Pinching Pennies Pays Off For Mutual Fund Guru

YOU might call Jim Stowers Jr., who, by his own estimate, is worth several hundred million dollars, something of a tightwad.

He recalls, with enthusiasm, the time a few years ago when he was shopping with his wife and they saw a designer dress on sale for $70, marked down from $700. Instead of buying it on the spot, Mr. Stowers returned the next day to get it for the final markdown price of $35.

Such financial prudence and perhaps good fortune have paid off for Stowers, founder and chairman of the board of Twentieth Century Mutual Funds, which manages $26 billion for more than 1.5 million investors. Twentieth Century Funds has become the nation's 18th-largest company of its kind since its humble beginnings in 1958.

''I naturally could be extravagant, but I think I'm probably tighter now than I was then,'' Stowers says from his spacious penthouse office overlooking downtown Kansas City, Mo. ''You want to be able to get the most you can for the least amount of money -- it's the same thing as when I was younger.''

''The biggest disease a millionaire has is being afraid of running out of his money,'' he continues, citing the words of a millionaire uncle. ''He's got the same identical problems as the person who has just a little bit of money, because a millionaire's expenses are a lot greater than the other person's.''

Frugality is a central theme in Stowers's book, ''Yes, You Can Achieve Financial Independence,'' which came out two years ago for shareholders and has more recently been released to the public. A simple textbook of old-fashioned values, supplemented with graphics and cartoons, the book advises families to count their pennies carefully to build a better tomorrow. One financial blunder that Stowers decries is Americans' growing propensity to buy on credit, often with credit cards.

[Natural-language object grounding entries]
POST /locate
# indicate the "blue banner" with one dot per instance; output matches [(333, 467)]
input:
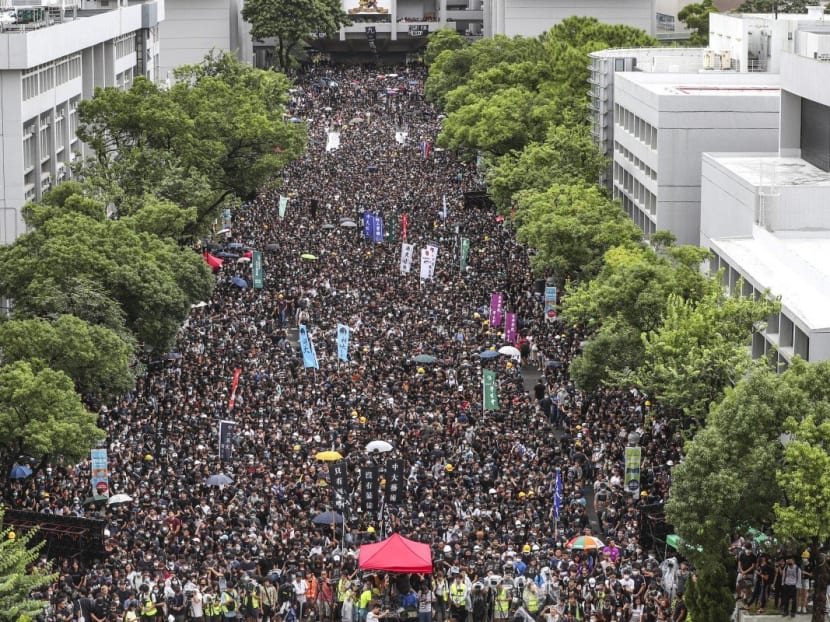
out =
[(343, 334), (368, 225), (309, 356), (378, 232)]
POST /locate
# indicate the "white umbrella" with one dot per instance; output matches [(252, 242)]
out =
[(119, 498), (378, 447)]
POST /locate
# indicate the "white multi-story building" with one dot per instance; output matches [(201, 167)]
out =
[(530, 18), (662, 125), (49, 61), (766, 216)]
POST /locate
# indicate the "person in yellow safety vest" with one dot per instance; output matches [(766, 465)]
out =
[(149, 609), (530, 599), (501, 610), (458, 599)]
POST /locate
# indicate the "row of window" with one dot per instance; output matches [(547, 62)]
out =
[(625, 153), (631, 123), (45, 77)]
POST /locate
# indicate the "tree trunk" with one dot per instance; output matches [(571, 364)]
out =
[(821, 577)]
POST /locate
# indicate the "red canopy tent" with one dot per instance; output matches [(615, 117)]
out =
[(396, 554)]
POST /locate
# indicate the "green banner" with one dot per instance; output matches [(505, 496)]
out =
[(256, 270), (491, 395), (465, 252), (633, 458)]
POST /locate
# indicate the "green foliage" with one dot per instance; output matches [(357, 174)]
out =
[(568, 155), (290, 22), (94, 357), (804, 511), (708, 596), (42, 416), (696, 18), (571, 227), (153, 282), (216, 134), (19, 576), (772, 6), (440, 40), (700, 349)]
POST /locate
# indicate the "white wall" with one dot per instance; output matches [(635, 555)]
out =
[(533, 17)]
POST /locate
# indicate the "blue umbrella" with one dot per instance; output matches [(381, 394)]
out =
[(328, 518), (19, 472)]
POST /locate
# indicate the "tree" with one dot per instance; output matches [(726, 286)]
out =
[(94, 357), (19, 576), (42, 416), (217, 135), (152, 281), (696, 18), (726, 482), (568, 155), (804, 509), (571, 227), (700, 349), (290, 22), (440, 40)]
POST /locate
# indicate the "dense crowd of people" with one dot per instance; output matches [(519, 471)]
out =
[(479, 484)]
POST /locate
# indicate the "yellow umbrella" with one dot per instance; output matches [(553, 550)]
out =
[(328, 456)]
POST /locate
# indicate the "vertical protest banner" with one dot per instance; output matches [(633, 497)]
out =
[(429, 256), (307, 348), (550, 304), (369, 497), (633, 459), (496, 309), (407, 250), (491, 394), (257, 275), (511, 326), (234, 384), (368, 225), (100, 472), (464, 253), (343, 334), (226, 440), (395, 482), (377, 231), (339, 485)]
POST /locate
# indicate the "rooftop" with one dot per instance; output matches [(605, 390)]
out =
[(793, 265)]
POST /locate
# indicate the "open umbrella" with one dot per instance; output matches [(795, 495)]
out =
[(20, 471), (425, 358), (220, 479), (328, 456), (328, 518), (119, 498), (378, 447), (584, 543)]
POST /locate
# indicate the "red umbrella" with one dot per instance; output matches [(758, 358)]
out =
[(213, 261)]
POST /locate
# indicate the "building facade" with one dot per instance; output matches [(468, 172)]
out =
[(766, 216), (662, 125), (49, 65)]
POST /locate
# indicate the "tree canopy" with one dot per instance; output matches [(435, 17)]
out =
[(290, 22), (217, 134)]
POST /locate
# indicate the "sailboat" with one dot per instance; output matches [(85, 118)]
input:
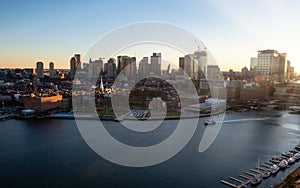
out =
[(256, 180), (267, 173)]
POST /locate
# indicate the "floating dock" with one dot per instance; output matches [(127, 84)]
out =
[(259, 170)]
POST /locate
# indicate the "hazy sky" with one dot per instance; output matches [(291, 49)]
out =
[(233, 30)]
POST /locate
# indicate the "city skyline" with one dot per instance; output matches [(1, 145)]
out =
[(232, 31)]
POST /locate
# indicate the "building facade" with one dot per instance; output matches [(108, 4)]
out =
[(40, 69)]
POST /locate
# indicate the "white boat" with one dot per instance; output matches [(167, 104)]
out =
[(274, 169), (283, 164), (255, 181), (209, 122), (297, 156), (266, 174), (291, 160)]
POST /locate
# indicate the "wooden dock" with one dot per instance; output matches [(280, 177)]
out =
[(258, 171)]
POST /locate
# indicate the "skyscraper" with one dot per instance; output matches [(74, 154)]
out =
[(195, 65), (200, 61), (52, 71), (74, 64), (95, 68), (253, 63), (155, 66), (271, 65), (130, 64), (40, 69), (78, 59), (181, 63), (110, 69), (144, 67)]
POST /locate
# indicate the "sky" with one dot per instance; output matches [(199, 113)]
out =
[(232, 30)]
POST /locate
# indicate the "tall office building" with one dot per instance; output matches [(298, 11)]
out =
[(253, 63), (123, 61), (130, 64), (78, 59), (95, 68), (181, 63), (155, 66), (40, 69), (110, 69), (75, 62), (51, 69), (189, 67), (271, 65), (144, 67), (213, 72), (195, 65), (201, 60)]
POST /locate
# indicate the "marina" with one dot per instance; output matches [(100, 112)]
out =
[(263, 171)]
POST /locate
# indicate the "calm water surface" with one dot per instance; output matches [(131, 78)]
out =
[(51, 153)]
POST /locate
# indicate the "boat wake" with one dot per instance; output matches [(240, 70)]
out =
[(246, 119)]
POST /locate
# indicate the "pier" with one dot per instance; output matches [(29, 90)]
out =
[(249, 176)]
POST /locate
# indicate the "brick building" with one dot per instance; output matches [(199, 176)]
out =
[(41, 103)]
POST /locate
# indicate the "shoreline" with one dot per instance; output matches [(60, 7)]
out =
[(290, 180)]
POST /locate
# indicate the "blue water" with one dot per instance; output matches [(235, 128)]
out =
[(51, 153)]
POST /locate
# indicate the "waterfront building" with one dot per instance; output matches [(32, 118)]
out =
* * *
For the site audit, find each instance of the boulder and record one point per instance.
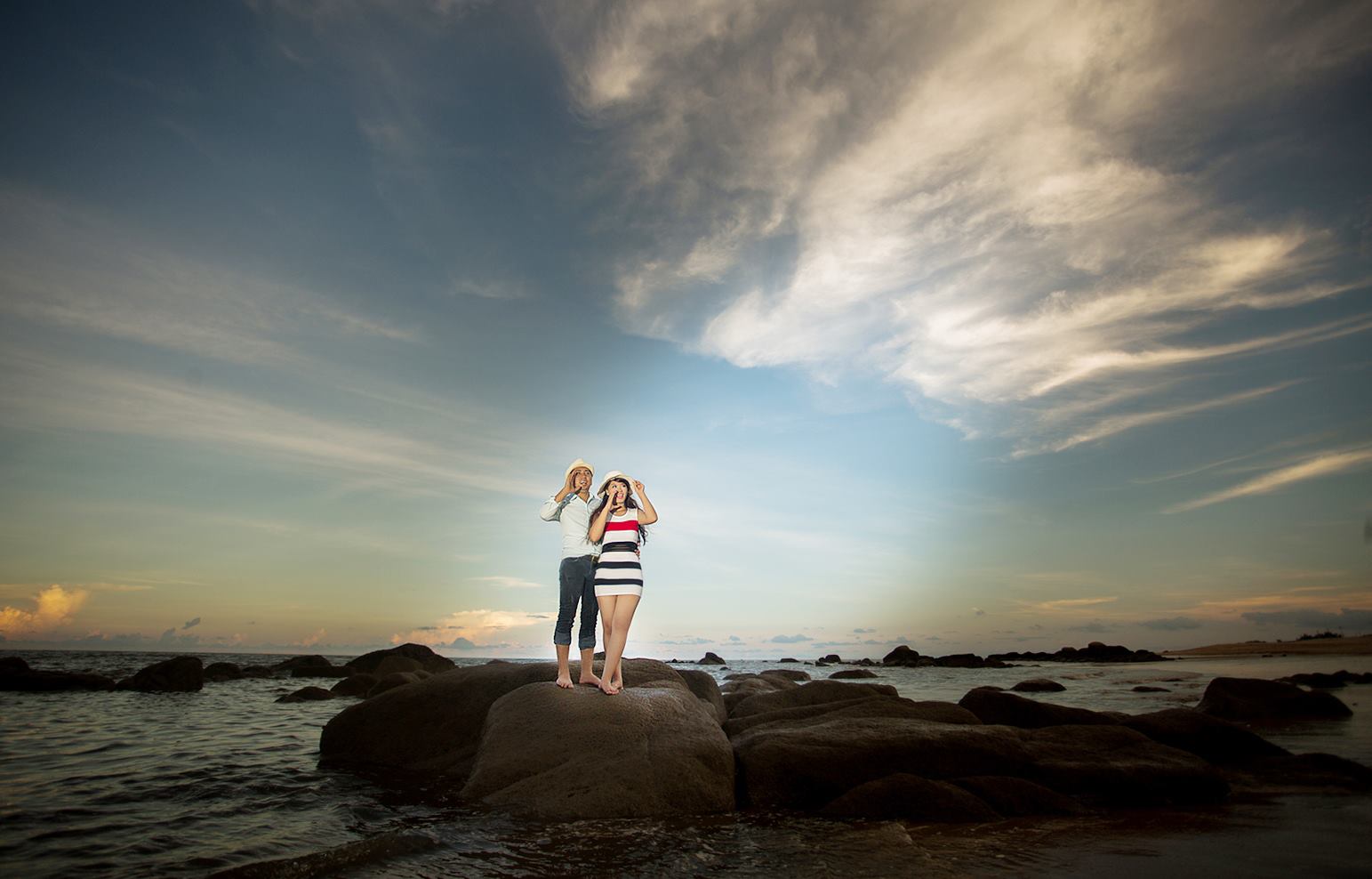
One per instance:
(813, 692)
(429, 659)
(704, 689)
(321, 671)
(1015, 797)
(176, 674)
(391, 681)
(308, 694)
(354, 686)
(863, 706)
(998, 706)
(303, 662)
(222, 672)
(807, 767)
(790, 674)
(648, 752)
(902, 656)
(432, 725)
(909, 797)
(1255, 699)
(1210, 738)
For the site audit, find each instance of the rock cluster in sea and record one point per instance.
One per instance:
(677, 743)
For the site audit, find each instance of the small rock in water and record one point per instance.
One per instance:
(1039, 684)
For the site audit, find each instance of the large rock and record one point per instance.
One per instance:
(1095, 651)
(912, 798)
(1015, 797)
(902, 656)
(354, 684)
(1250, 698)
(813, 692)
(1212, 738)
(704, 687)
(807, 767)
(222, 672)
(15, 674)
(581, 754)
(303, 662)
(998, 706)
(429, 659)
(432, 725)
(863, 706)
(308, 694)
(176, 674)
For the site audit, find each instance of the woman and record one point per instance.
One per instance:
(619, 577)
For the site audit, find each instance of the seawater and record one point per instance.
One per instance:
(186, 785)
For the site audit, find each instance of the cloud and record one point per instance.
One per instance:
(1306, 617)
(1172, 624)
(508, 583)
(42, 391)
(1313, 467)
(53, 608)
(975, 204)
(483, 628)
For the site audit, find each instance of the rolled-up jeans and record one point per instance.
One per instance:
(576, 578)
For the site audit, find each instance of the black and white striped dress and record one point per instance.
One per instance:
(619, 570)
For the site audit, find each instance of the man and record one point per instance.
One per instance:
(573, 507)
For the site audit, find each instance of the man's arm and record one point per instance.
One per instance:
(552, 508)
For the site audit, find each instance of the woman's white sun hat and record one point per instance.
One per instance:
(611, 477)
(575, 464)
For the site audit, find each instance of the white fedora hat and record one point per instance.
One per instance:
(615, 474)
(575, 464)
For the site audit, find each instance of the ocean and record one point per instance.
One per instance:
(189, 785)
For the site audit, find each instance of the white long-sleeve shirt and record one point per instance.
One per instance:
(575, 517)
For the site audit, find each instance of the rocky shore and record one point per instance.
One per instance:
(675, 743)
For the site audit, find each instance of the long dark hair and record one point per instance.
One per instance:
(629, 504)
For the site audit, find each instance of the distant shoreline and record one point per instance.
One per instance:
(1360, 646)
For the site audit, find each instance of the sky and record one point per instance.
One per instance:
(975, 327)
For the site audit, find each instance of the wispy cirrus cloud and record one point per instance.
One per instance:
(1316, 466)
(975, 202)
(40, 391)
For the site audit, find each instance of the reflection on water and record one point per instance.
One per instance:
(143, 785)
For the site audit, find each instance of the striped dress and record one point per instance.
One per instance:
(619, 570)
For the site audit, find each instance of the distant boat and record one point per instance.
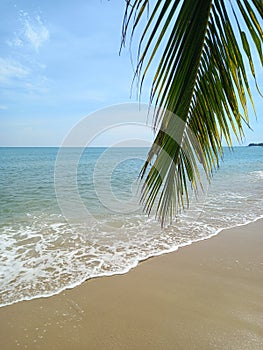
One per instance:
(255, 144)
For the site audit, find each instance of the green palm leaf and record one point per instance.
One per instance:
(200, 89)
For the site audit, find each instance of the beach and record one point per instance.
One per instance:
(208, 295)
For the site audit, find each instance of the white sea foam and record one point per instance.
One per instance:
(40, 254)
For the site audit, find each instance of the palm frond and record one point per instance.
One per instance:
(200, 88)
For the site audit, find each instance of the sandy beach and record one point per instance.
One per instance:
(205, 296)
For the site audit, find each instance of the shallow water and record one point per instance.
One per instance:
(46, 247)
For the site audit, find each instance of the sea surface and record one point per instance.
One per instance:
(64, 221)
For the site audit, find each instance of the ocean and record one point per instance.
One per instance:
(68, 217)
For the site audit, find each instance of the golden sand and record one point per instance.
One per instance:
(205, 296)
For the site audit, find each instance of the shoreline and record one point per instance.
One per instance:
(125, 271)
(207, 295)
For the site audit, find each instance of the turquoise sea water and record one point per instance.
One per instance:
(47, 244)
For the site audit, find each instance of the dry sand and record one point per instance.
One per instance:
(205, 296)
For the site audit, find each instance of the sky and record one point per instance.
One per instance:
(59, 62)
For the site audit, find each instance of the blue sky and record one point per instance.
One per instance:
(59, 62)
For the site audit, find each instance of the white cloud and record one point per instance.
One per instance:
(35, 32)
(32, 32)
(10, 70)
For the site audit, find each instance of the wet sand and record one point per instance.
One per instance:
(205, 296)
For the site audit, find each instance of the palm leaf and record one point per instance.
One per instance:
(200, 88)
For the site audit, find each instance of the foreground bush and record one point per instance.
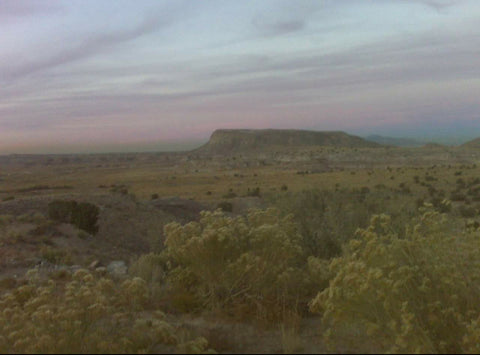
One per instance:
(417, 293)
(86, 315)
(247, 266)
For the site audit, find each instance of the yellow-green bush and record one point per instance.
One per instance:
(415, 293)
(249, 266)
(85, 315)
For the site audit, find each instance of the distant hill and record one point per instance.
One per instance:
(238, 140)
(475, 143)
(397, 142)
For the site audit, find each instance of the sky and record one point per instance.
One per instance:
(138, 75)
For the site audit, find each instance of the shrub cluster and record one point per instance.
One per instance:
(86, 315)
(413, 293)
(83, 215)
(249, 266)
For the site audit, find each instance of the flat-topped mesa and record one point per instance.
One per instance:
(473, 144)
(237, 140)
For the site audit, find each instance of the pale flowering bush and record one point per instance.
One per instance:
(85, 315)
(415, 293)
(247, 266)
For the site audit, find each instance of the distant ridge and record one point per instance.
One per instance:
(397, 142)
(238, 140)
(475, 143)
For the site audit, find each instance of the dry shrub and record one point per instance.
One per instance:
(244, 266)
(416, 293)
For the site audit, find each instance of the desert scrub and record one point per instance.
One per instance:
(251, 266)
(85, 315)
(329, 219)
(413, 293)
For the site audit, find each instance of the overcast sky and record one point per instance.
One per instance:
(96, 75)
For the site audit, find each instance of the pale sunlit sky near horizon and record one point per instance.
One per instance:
==
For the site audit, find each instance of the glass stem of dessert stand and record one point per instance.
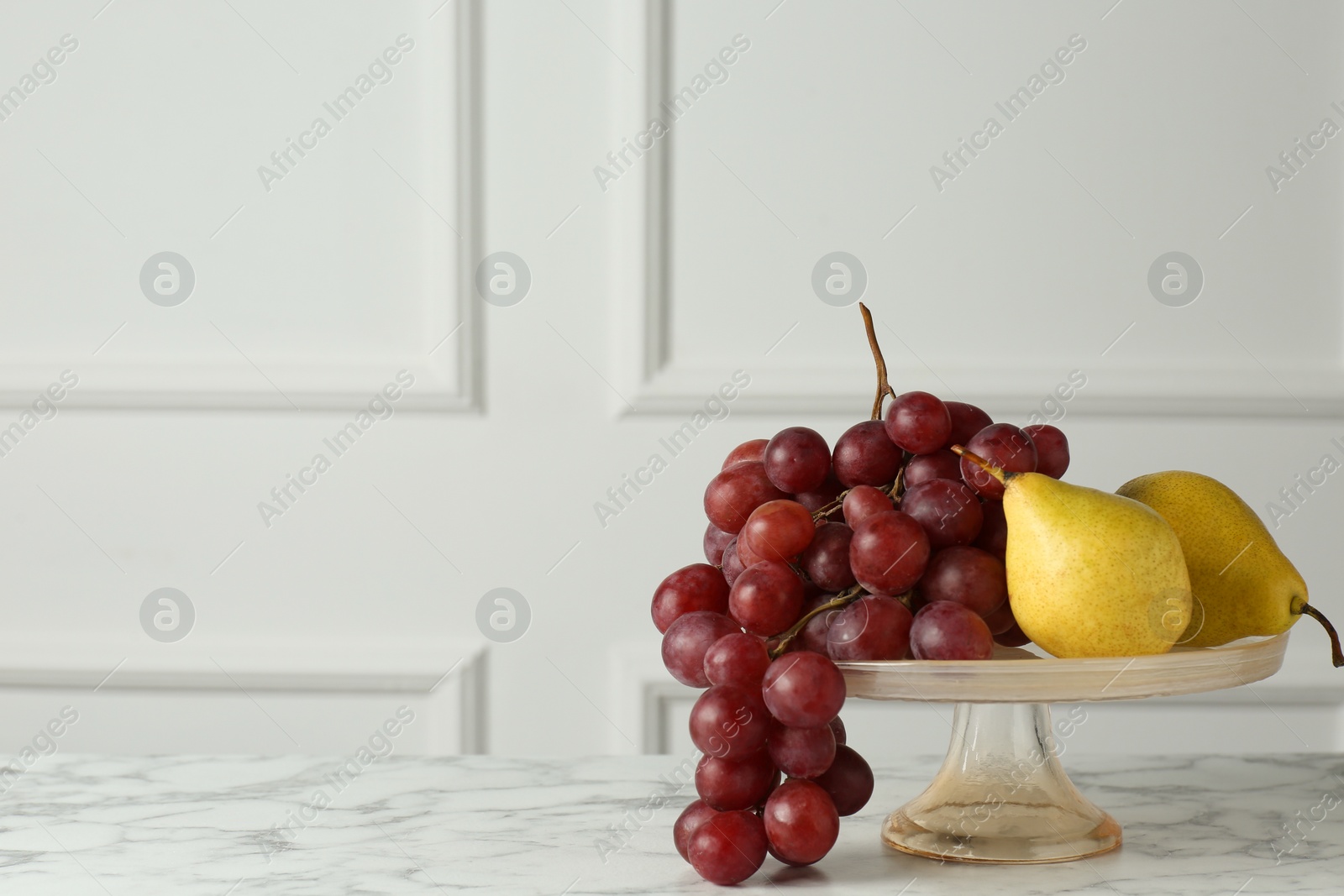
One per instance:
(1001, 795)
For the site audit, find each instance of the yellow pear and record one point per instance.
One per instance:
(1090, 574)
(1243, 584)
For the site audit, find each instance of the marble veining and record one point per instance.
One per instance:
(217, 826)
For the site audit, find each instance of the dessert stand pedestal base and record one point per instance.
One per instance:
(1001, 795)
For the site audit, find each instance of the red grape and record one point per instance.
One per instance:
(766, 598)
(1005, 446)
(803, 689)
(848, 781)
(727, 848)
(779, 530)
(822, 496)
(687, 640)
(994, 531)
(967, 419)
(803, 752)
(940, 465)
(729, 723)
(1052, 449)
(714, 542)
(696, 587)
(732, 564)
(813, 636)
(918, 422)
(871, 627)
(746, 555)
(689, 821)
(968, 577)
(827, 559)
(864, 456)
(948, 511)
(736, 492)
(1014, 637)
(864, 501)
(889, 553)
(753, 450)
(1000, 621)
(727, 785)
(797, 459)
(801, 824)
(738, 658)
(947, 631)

▸ BRIEF A:
Rewrite the passage of the mutual fund article that begins with "Pinching Pennies Pays" and ends with "beginnings in 1958.", changing "designer dress" to "leather jacket".
▸ BRIEF B:
According to the mutual fund article, in what year did Twentieth Century Funds have its humble beginnings?

▸ FINAL ANSWER A:
Pinching Pennies Pays Off For Mutual Fund Guru

YOU might call Jim Stowers Jr., who, by his own estimate, is worth several hundred million dollars, something of a tightwad.

He recalls, with enthusiasm, the time a few years ago when he was shopping with his wife and they saw a leather jacket on sale for $70, marked down from $700. Instead of buying it on the spot, Mr. Stowers returned the next day to get it for the final markdown price of $35.

Such financial prudence and perhaps good fortune have paid off for Stowers, founder and chairman of the board of Twentieth Century Mutual Funds, which manages $26 billion for more than 1.5 million investors. Twentieth Century Funds has become the nation's 18th-largest company of its kind since its humble beginnings in 1958.

▸ FINAL ANSWER B:
1958